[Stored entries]
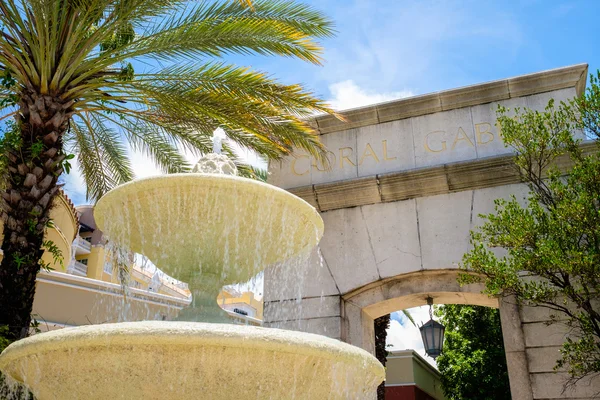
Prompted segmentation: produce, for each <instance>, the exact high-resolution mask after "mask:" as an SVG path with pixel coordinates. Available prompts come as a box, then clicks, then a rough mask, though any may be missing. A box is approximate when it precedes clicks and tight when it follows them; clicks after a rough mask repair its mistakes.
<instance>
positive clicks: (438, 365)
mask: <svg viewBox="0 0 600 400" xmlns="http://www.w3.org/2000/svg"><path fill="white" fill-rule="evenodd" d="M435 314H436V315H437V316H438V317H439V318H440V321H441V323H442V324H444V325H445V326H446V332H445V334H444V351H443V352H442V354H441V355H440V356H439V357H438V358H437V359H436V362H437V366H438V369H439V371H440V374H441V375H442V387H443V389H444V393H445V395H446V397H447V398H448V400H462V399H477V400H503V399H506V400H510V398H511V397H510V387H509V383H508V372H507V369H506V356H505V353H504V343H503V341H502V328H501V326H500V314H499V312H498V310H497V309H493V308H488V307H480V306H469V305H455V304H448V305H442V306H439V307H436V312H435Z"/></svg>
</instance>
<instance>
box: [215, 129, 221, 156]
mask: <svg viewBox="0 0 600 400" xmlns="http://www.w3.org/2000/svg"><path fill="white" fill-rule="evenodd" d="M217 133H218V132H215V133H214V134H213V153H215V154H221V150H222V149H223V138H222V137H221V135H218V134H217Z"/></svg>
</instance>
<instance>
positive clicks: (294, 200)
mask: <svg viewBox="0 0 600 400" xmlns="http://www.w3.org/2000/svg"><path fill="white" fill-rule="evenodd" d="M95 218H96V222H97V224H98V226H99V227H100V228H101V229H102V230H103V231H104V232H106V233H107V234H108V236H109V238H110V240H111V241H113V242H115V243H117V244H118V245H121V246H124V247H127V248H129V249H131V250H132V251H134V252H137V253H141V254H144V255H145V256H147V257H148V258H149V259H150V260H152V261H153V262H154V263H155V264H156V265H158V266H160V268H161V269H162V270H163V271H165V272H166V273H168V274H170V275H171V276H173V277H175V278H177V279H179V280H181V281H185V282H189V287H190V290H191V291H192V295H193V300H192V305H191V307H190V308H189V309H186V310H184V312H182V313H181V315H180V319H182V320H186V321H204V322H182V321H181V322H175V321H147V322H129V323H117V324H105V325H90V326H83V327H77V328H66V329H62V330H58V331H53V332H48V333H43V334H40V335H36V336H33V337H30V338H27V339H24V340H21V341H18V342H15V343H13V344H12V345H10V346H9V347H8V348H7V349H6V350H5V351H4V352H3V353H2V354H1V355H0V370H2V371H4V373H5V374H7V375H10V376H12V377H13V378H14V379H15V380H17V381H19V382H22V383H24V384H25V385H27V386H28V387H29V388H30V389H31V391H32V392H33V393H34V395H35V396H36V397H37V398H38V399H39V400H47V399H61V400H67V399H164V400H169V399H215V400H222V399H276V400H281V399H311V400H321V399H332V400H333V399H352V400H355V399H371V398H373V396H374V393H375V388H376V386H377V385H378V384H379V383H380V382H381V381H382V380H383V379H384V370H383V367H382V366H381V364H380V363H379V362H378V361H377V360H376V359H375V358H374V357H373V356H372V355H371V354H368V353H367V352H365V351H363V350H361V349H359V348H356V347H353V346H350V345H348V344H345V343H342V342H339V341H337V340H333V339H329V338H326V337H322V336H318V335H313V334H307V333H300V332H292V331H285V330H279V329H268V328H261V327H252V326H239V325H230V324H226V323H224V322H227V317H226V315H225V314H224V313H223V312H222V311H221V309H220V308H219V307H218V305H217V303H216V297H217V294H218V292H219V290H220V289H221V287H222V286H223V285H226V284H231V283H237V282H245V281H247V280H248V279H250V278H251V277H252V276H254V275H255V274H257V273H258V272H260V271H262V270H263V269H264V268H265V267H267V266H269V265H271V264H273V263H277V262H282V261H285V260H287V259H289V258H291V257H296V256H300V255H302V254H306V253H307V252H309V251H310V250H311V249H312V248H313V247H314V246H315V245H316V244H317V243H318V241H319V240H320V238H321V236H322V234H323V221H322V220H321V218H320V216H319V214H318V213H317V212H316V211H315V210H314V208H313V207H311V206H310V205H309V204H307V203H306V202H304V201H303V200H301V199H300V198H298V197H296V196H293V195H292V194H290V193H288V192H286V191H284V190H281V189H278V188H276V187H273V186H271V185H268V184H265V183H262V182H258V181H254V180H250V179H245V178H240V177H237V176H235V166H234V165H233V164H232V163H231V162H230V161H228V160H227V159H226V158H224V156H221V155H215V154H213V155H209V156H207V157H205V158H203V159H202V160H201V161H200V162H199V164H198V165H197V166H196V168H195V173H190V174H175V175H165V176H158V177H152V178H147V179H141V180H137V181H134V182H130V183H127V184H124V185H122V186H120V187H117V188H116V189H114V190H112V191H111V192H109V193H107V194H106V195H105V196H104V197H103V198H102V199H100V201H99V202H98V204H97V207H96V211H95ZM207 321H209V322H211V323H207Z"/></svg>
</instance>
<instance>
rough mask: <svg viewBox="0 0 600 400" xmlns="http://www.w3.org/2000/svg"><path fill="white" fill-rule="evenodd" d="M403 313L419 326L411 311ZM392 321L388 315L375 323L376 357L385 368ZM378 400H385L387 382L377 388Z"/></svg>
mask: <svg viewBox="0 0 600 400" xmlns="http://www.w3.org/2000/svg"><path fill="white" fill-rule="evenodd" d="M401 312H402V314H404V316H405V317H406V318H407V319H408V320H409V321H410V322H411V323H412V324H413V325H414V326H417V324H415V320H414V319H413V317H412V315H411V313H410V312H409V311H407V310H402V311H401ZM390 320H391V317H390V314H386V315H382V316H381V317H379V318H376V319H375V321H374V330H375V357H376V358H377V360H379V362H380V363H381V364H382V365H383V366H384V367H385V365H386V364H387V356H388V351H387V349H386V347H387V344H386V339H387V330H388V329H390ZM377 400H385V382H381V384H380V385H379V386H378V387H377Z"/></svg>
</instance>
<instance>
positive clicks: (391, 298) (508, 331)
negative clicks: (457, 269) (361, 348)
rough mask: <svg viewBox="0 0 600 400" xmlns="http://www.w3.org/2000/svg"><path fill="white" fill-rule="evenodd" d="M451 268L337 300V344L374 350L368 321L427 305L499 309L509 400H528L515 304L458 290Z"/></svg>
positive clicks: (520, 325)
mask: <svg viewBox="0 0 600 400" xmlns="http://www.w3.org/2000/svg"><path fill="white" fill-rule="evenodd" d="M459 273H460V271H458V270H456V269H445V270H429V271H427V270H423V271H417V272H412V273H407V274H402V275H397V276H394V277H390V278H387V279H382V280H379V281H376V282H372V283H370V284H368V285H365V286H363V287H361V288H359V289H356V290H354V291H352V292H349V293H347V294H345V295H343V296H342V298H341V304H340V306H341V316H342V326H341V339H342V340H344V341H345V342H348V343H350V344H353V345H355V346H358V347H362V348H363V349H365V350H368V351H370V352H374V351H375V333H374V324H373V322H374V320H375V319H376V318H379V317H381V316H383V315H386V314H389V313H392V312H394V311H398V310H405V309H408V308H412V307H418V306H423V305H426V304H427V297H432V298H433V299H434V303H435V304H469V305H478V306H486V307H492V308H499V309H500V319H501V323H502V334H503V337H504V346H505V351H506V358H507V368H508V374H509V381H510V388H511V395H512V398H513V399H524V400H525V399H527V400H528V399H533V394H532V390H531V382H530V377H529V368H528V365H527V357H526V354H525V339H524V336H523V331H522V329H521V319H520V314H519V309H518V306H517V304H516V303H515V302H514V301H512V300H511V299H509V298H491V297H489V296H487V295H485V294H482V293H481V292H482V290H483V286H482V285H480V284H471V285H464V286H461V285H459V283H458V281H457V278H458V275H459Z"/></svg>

## Prompt
What the response needs is every entry, repeated exactly, and none of the pictures.

## Final answer
Prompted segmentation: produce, for each <instance>, the exact high-resolution mask after "mask:" as an SVG path with pixel coordinates. Available prompts come as a box, then clicks, then a rough mask, though any may be missing. A box is approximate when it precedes clicks and tight when it follows them; clicks after a rough mask repair its mistakes.
<instance>
positive clicks: (438, 365)
mask: <svg viewBox="0 0 600 400" xmlns="http://www.w3.org/2000/svg"><path fill="white" fill-rule="evenodd" d="M435 314H436V315H437V316H438V317H439V318H440V321H441V323H442V324H444V325H445V326H446V332H445V334H444V351H443V352H442V354H441V355H440V356H439V357H438V358H437V359H436V362H437V366H438V369H439V371H440V374H441V375H442V387H443V389H444V393H445V395H446V397H447V398H448V400H462V399H477V400H503V399H506V400H510V398H511V397H510V387H509V383H508V372H507V369H506V356H505V353H504V343H503V341H502V328H501V326H500V314H499V312H498V310H497V309H493V308H488V307H480V306H469V305H455V304H448V305H442V306H439V307H436V312H435Z"/></svg>
</instance>
<instance>
box: [215, 129, 221, 156]
mask: <svg viewBox="0 0 600 400" xmlns="http://www.w3.org/2000/svg"><path fill="white" fill-rule="evenodd" d="M217 133H218V132H215V133H214V134H213V153H215V154H221V150H222V149H223V138H222V137H221V135H218V134H217Z"/></svg>
</instance>
<instance>
positive clicks: (294, 200)
mask: <svg viewBox="0 0 600 400" xmlns="http://www.w3.org/2000/svg"><path fill="white" fill-rule="evenodd" d="M95 218H96V222H97V224H98V226H99V227H100V228H101V229H102V230H103V231H104V232H106V233H107V234H108V236H109V238H110V240H111V241H113V242H115V243H117V244H118V245H121V246H124V247H127V248H129V249H131V250H132V251H134V252H137V253H141V254H144V255H145V256H147V257H148V258H149V259H150V260H152V261H153V262H154V263H155V264H156V265H158V266H160V268H161V269H162V270H163V271H165V272H166V273H168V274H170V275H171V276H173V277H175V278H177V279H179V280H181V281H185V282H189V287H190V290H191V291H192V295H193V300H192V305H191V307H190V308H189V309H186V310H184V312H182V313H181V315H180V319H182V320H186V321H204V322H182V321H181V322H175V321H147V322H129V323H117V324H105V325H90V326H83V327H77V328H66V329H62V330H58V331H53V332H48V333H43V334H40V335H36V336H33V337H30V338H27V339H24V340H21V341H18V342H15V343H13V344H12V345H10V346H9V347H8V348H7V349H6V350H5V351H4V352H3V353H2V354H1V355H0V370H2V371H4V373H5V374H7V375H10V376H12V377H13V378H14V379H15V380H17V381H19V382H22V383H24V384H25V385H27V386H28V387H29V388H30V389H31V391H32V392H33V393H34V395H35V396H36V397H37V398H38V399H39V400H47V399H61V400H67V399H164V400H169V399H215V400H222V399H276V400H281V399H311V400H321V399H332V400H333V399H352V400H355V399H371V398H373V396H374V393H375V388H376V386H377V385H378V384H379V383H380V382H381V381H382V380H383V379H384V370H383V367H382V366H381V364H380V363H379V362H378V361H377V360H376V359H375V358H374V357H373V356H372V355H371V354H368V353H367V352H365V351H363V350H361V349H359V348H356V347H353V346H350V345H348V344H345V343H342V342H339V341H337V340H333V339H329V338H326V337H322V336H318V335H313V334H307V333H300V332H292V331H285V330H279V329H268V328H261V327H252V326H239V325H230V324H226V323H224V322H227V317H226V315H225V314H224V313H223V312H222V311H221V309H220V308H219V307H218V305H217V303H216V297H217V294H218V292H219V290H220V289H221V287H222V286H223V285H226V284H231V283H237V282H245V281H247V280H248V279H250V278H251V277H252V276H254V275H255V274H257V273H258V272H260V271H262V270H263V269H264V268H265V267H267V266H269V265H271V264H273V263H277V262H282V261H285V260H287V259H289V258H291V257H296V256H300V255H302V254H306V253H307V252H309V251H310V250H311V249H312V248H313V247H314V246H315V245H316V244H317V243H318V241H319V240H320V238H321V236H322V234H323V221H322V220H321V218H320V216H319V214H318V213H317V212H316V211H315V210H314V208H313V207H311V206H310V205H309V204H307V203H306V202H304V201H303V200H301V199H300V198H298V197H296V196H293V195H292V194H290V193H288V192H286V191H284V190H281V189H278V188H276V187H273V186H271V185H268V184H265V183H262V182H258V181H254V180H250V179H245V178H240V177H237V176H235V166H234V165H233V164H232V163H231V162H230V161H228V160H227V159H226V158H224V156H221V155H215V154H213V155H209V156H207V157H205V158H203V159H202V160H201V161H200V162H199V164H198V165H197V166H196V168H195V173H190V174H175V175H165V176H158V177H152V178H147V179H141V180H137V181H134V182H130V183H127V184H124V185H122V186H120V187H117V188H116V189H114V190H112V191H111V192H109V193H107V194H106V195H105V196H104V197H103V198H102V199H100V201H99V202H98V204H97V207H96V211H95ZM207 321H209V322H211V323H207Z"/></svg>
</instance>
<instance>
rough mask: <svg viewBox="0 0 600 400" xmlns="http://www.w3.org/2000/svg"><path fill="white" fill-rule="evenodd" d="M403 313L419 326L411 311ZM392 321L388 315L375 323L376 357L385 368ZM378 400H385L387 382L377 388Z"/></svg>
mask: <svg viewBox="0 0 600 400" xmlns="http://www.w3.org/2000/svg"><path fill="white" fill-rule="evenodd" d="M401 312H402V314H404V316H405V317H406V318H407V319H408V320H409V321H410V322H411V323H412V324H413V325H414V326H417V324H415V320H414V319H413V317H412V315H411V313H410V312H409V311H407V310H402V311H401ZM390 320H391V317H390V314H386V315H382V316H381V317H379V318H376V319H375V321H374V330H375V357H376V358H377V360H379V362H380V363H381V364H382V365H383V366H384V367H385V365H386V364H387V356H388V351H387V349H386V347H387V344H386V339H387V330H388V329H390ZM377 400H385V382H381V384H380V385H379V386H378V387H377Z"/></svg>
</instance>
<instance>
positive clicks: (391, 298) (508, 331)
negative clicks: (457, 269) (361, 348)
rough mask: <svg viewBox="0 0 600 400" xmlns="http://www.w3.org/2000/svg"><path fill="white" fill-rule="evenodd" d="M451 268L337 300V344L374 350L368 321L427 305L499 309L509 400H528L515 304L458 290Z"/></svg>
positive clicks: (520, 325)
mask: <svg viewBox="0 0 600 400" xmlns="http://www.w3.org/2000/svg"><path fill="white" fill-rule="evenodd" d="M459 273H460V271H458V270H456V269H445V270H429V271H427V270H423V271H417V272H412V273H407V274H402V275H397V276H394V277H390V278H387V279H382V280H379V281H376V282H372V283H370V284H368V285H365V286H363V287H361V288H359V289H356V290H354V291H352V292H349V293H347V294H345V295H343V296H342V298H341V304H340V306H341V316H342V326H341V339H342V340H344V341H345V342H348V343H350V344H353V345H355V346H358V347H362V348H363V349H365V350H368V351H370V352H374V351H375V333H374V324H373V322H374V320H375V319H376V318H379V317H381V316H383V315H386V314H389V313H392V312H394V311H398V310H405V309H408V308H412V307H418V306H423V305H426V304H427V297H432V298H433V299H434V303H435V304H469V305H478V306H486V307H492V308H499V309H500V319H501V323H502V334H503V337H504V346H505V351H506V358H507V368H508V374H509V381H510V388H511V395H512V398H513V399H524V400H525V399H527V400H528V399H533V394H532V390H531V382H530V377H529V368H528V365H527V357H526V354H525V339H524V336H523V331H522V329H521V319H520V314H519V309H518V306H517V304H516V303H515V302H514V301H512V300H511V299H509V298H491V297H489V296H487V295H485V294H482V293H481V292H482V290H483V286H482V285H480V284H471V285H464V286H461V285H459V283H458V281H457V278H458V275H459Z"/></svg>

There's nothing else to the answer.